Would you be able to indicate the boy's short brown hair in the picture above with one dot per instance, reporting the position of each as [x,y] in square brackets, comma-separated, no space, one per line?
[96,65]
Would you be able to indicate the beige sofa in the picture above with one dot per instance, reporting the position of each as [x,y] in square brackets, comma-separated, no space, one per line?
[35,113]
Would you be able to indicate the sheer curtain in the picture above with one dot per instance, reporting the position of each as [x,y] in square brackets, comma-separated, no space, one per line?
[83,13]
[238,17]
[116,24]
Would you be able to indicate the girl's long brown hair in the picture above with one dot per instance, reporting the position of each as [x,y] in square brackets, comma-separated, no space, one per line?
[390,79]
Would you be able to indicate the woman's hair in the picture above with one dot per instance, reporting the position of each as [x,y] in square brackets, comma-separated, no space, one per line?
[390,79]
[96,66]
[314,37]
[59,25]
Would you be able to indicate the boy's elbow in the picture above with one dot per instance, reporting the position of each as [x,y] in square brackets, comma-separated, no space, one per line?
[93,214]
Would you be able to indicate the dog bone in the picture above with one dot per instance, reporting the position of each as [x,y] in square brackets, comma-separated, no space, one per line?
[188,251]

—————

■ STATED GOAL ■
Scale the rows above by writing all of them out again, requests included, with each x and y coordinate in the answers multiplied by 1.05 and rounded to the nearest whole number, halves rounding up.

■ RESPONSE ■
Would you be able to indicate the boy's short brown hair in the picture above with one dot per instance, reporting the position of each as [x,y] in square brackets, comma-separated, no space, one per line?
[101,68]
Would you be able to indicate the beige sofa in the picture above with one dot per instance, reporting the position of each as [x,y] in square brackets, comma-separated, no space, one per line?
[37,119]
Would you be able to indicate the sheer curtain in the picture above with one dot per instance, reporting the position of each as [x,y] in square brackets, comma-separated, no space, one per line?
[87,14]
[250,18]
[122,25]
Would you be able to indicate the girl's long brown hair in the picture above with one dot per instance, reporting the position of each as [x,y] in square brackets, comma-separated, no space, one per line?
[410,83]
Would you be able to indicate the woman's hair in the picture above with one dot per instance, reporting the position of each as [x,y] in square brackets, comma-separated, no space, one per line?
[410,83]
[101,69]
[330,39]
[62,26]
Would you be able to indicate the boy's elbow in the picture above with one dot per instance, reporting the position of each as [x,y] in square brackets, comma-separated, no space, one per line?
[98,225]
Would you be able to indicate the dog bone in the picture above with one dot per instance, reporting the position of each as [x,y] in square brackets, comma-separated, no space, one per line?
[197,264]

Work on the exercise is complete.